(Work instructions) Repeat each record exactly as written, and drop any images.

(Supplied information)

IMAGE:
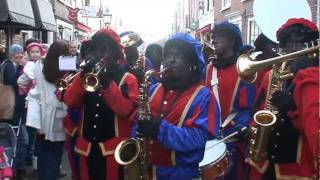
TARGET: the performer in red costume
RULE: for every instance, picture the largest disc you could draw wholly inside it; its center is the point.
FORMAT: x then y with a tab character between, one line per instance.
235	97
293	150
180	125
104	119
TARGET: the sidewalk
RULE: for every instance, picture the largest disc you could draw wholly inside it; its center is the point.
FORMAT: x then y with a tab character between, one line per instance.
65	167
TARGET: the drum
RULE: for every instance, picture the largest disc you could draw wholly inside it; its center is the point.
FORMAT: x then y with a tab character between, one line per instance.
216	160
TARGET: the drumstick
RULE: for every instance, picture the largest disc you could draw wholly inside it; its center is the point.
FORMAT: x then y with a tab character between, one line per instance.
229	136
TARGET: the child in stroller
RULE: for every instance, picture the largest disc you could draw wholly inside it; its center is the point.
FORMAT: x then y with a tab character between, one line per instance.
8	140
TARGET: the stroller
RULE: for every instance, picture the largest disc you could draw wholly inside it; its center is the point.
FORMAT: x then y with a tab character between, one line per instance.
8	142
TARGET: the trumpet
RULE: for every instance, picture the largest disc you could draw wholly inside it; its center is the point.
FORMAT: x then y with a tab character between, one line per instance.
247	67
90	81
63	83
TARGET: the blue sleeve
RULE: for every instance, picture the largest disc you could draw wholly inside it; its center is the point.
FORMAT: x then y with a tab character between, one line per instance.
187	138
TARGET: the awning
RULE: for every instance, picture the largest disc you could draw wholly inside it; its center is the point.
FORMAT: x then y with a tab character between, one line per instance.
44	15
16	11
83	27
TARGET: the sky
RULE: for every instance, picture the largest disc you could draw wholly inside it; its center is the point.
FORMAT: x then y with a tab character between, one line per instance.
152	19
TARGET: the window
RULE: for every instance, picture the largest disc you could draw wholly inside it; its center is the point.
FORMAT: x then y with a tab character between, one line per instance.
87	2
253	31
225	4
210	4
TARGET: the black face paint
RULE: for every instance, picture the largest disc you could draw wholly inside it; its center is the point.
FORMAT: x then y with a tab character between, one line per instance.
178	73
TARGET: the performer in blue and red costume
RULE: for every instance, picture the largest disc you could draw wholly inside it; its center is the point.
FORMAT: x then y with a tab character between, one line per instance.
235	97
293	147
180	124
104	119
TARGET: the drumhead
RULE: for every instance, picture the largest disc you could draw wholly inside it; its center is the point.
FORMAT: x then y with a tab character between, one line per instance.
213	152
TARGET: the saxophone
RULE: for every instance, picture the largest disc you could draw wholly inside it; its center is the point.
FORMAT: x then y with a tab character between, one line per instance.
266	120
134	152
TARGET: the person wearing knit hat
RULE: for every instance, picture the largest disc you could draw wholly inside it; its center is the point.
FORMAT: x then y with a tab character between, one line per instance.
180	124
235	97
27	79
293	146
104	120
12	68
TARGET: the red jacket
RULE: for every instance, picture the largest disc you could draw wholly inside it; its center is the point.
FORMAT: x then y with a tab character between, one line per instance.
306	120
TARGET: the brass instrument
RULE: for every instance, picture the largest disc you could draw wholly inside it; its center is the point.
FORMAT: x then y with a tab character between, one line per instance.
133	152
131	39
90	81
247	67
266	119
63	83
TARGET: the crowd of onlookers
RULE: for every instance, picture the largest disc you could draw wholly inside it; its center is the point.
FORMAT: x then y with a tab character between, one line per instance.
19	63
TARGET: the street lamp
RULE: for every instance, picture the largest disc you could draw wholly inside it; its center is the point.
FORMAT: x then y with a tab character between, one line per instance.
60	28
107	19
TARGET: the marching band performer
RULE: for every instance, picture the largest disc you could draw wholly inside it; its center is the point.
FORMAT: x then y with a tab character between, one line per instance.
235	97
104	118
71	122
180	125
293	148
137	63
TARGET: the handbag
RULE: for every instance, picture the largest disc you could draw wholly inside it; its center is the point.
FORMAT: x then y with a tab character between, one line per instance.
7	97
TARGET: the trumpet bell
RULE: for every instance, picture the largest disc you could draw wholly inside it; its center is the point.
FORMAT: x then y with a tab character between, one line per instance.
244	67
264	118
127	151
90	82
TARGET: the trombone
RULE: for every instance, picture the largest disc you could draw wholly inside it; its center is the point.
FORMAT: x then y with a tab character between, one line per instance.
247	67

(Result)
IMAGE:
TARGET: the performer in red costume
RULE: for every instance, picture the largest disc you could draw wholly inside it; its center is the point.
FORMAT: x then y with a tab character between, one line per instance.
235	97
293	150
180	125
104	119
TARGET: the sidewalk
RULE: for every instance, picture the largest disc you could draw wholly inside it; its center is the point.
FORMAT: x then y with a tab character between, one line per instance.
65	167
TARGET: the drum
RULE: for every instance, picture the largest disc you could draw wholly inside it; its center is the point.
FORMAT: x then y with a tab character between, one line per instance.
216	160
TARGET: the drumstick
RULE: for every instance, picture the largest disc you could draw wholly inside it; its center is the point.
FORMAT: x then y with a tab character between, one line per instance.
229	136
TARGET: the child in stroller
RULE: for every instance, picture the largest disc you could draw wholly inside it; its center is the point.
FORMAT: x then y with a tab character between, one line per instance.
8	140
TARGET: the stroller
RULE: for every instance, picture the largest disc you could draw wholly inside it; its center is the point.
FORMAT: x then y with a tab character between, one line per instance.
8	142
TARGET: the trumpet
RULE: for every instance, picture the largest disc you could draw wholly inside it; its center is the point.
FORMAT: x then y with a tab character between, one line per instance.
247	67
90	81
63	83
TARGET: the blue sleeve
RULE: for every instance, picture the largest disc you could draw wholly inside it; its center is the point.
FORMAT: x then y with a tab character between, one line per instance.
187	138
TARGET: the awning
RULE: for every instance, picture the largest disc you could draw wholly inside it; its center is the point.
FORMAT: x then y with a tab character between, one line per instance.
44	15
16	11
83	27
TARGET: the sky
RULE: for every instance, picture the largest disc you could draw wholly inside it; its center is the point.
FORMAT: x then y with a tab character between, one line per instance.
152	19
TARGET: the window
RULE: for every instance, picture the largest disc you could draw wholly inside it; its center is the point.
FORMAT: x then y with a tab character between, one line per instance.
87	2
253	31
225	4
210	4
TARGET: the black face paint
RULE: for every instance, picture the largest disc you could draw wholly inside it; its center is the point.
FORMAT: x then y with a tab character between, one line per instance.
178	73
TARGET: the performer in blue and red costume
RULE: for every instance, picture the largest disc you could draw wholly inside it; its center is the point.
FORMAT: x then y with a tab character between, one line per instance.
235	97
293	147
180	124
104	119
TARGET: the drumhead
RULE: for every instance, picture the largest disc you could draw wholly inside it; its center is the point.
FORMAT: x then y with a tab character between, one line per instance.
213	152
TARGET: the saxophone
RULE: for every instance, picture the largest disc you could draw wholly inside it; its center is the point.
FORMAT: x then y with a tab character between, one line per instance.
266	120
134	152
TARGET: the person wearing knit hat
RULE: for every instance, picture the largest disc you could draw wholly inside it; its center is the point.
FORMAT: x then y with a tab character between, one line per instance.
180	124
235	97
27	79
293	146
104	120
12	68
TARGET: the red jacket
RULE: for every instance, picture the largest disc you could draw wholly inside it; its center is the point.
FORMAT: x then y with a tab character between, one line per instance.
306	120
TARGET: the brass instrument
RULE: for every instance, picture the largest disc you could draw wholly inside it; its center is the point.
FORMAT: x then y with a tab character between, one line per instance.
133	152
131	39
90	81
247	67
266	119
63	83
TARGET: the crowd of onlookers
RULE: for every instance, picture the largest disc you could draw wholly inside it; its center is the point.
FORMAT: x then y with a tab character between, one line per instance.
19	63
TARGET: the street lamp
RULE: for every instance, picture the largest disc you could draw wholly inside it; its center is the point.
FORMAT: x then y with a tab character between, one line per instance.
60	28
107	19
TARGET: the marching band performer
RULE: for every instance, picture the largest disc you could draw wholly inside it; its center is the point.
FORMAT: x then y with a tab character between, one line per instance.
235	97
104	118
71	122
180	125
293	148
137	63
TARGET: the handbag
RULE: for every instance, picture the largest disc you could draw wholly inside it; its center is the point.
FORMAT: x then y with a tab character between, one line per instance.
7	97
TARGET: the trumpet bell
RULE: for every instance, picture the largest disc you could draw wholly inside it; its center is the point.
FORMAT: x then y with a tab character between, one line per instance.
244	67
264	118
127	151
90	82
TARGET: the trombone
RULE: for every instance, picture the largest disc you could draw wholly inside it; its center is the point.
FORMAT: x then y with a tab character between, one line per instance.
247	67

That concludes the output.